_FRAGMENT_
______________________________
Miejsce, w którym rozgrywa się akcja, to pewne uniwersum wpływające na ogólny odbiór całości. W spektrum moich zainteresowań nie znajduje się ściśle psychiatria jako specjalizacja medyczna, lecz raczej kognitywistyka sytuująca się na pograniczu wielu dziedzin związanych z badaniem umysłu. Na studiach interesowała mnie psychiatria sądowa i zagadnienia poczytalności albo zdolności do świadomego powzięcia i wyrażenia woli; zawsze ciekawił mnie język medyczny znany mi z opinii psychiatrycznych, z którymi stykam się zawodowo. Szpital jest trochę jak szklane formikarium dla mrówek, to jest arena, na której może rozegrać się dramat albo komedia czy romans. Placówka medyczna jest także miejscem, w którym toczy się akcja jednej z moich ulubionych książek Thomasa Manna.

Na końcu „Dawek fantomowych” piszesz: „to książka dla mnie bardzo ważna”. Dlaczego?
______________________________
_PODANE WIERSZE_
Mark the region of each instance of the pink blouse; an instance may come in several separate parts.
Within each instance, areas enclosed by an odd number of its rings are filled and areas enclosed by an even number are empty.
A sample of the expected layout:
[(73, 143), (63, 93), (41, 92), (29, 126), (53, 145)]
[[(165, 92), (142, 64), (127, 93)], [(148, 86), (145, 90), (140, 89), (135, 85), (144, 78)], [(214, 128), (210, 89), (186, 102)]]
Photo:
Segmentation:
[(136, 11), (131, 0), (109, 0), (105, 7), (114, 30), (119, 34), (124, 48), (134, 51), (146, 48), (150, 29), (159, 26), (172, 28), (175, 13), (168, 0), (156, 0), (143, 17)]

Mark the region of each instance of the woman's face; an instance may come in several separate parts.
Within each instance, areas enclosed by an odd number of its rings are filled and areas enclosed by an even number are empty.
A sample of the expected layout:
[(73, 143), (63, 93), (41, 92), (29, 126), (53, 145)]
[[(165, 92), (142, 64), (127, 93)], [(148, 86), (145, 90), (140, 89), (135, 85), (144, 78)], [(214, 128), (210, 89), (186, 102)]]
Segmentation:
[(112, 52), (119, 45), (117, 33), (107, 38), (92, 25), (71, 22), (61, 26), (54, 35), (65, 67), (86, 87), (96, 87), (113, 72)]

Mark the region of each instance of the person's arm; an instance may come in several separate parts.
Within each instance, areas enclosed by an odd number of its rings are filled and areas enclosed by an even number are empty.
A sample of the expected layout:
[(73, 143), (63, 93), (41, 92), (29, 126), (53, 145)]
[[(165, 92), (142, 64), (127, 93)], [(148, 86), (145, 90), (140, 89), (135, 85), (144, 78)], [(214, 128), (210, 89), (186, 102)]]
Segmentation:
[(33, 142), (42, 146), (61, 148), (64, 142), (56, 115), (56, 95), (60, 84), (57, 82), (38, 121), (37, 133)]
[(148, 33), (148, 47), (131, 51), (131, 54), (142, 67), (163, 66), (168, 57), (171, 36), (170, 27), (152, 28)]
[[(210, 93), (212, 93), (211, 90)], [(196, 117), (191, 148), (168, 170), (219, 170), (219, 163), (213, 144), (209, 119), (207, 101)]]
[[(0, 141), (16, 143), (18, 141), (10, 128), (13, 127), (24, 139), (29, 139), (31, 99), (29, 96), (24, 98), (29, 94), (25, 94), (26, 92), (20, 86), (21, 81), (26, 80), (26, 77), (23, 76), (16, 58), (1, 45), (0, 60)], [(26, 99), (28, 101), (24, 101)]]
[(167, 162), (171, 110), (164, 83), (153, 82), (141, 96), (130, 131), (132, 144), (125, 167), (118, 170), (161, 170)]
______________________________
_ZADANIA_
[a] W wierszach od tego z „Mark the region of each instance of the person's” do tego z „27), (152, 28)]” włącznie przesuń obrysy, dodając 5 do każdej współrzędnej wierzchołka w wynikach segmentacji, i przepisz te wiersze w całości. Liczb we wzorze układu nie zmieniaj.
[b] Dopisz dalszy ciąg rozmowy o książce „Dawki fantomowe”.

_WYNIKI ZADAŃ_
[a]
Mark the region of each instance of the person's arm; an instance may come in several separate parts.
Within each instance, areas enclosed by an odd number of its rings are filled and areas enclosed by an even number are empty.
A sample of the expected layout:
[(73, 143), (63, 93), (41, 92), (29, 126), (53, 145)]
[[(165, 92), (142, 64), (127, 93)], [(148, 86), (145, 90), (140, 89), (135, 85), (144, 78)], [(214, 128), (210, 89), (186, 102)]]
Segmentation:
[(38, 147), (47, 151), (66, 153), (69, 147), (61, 120), (61, 100), (65, 89), (62, 87), (43, 126), (42, 138)]
[(153, 38), (153, 52), (136, 56), (136, 59), (147, 72), (168, 71), (173, 62), (176, 41), (175, 32), (157, 33)]

[b]
Rzeczywiście takie zdanie pada w podziękowaniach i jest ono wyrazem mojego osobistego stosunku do niej. Ta książka wywołuje we mnie uczucie nostalgii, ponieważ umieściłem w niej postacie, które rzeczywiście istniały, naprawdę mieszkały w Trzebielinie. Na przykład pan Lubomirski, który pracował w trzebielińskim nadleśnictwie, chodził zawsze w mundurze leśniczego i ze swoją matką rozmawiał wyłącznie po francusku – w mojej książce porozumiewa się tak z matką Ludwika. Nie będę więcej zdradzał, bo to jest wiadomość skierowana przede wszystkim do osób wymienionych w podziękowaniach i myślę, że część z tych osób doskonale wie, co mam na myśli.

Często podkreśla się czarny humor twoich powieści, subtelną groteskę. Czy są jakieś dzieła literackie, filmowe, do których porównałbyś humor w twoich książkach?

Zauważyłem, że moja proza wzbudza określone skojarzenia filmowe. Nie wiem, czy to dobrze, czy źle, ale porównania odnoszą się do twórczości takich reżyserów, jak Tarantino, Wes Anderson czy Jim Jarmusch. Muszę przyznać, że porównanie do tego ostatniego ucieszyło mnie najbardziej, ponieważ bardzo lubię filmy Jarmuscha, a szczególnie film „Paterson”. Co do humoru w literaturze, to podoba mi się ten, jakim posługuje się Milan Kundera albo Bohumil Hrabal. Jeśli czarny humor, to taki spod znaku Pere Caldersa z „Kronik ukrytej prawdy”.

Czy masz już w planach kolejną powieść?

Tak mam, ale postanowiłem wziąć przykład z mojego przyjaciela Daniela Odiji i nie zdradzać nic na ten temat. To ma uzasadnienie praktyczne, ponieważ nie zawsze można przewidzieć, w którą stronę rozwinie się pomysł, a potem trudno się wycofać ze składanych publicznie obietnic.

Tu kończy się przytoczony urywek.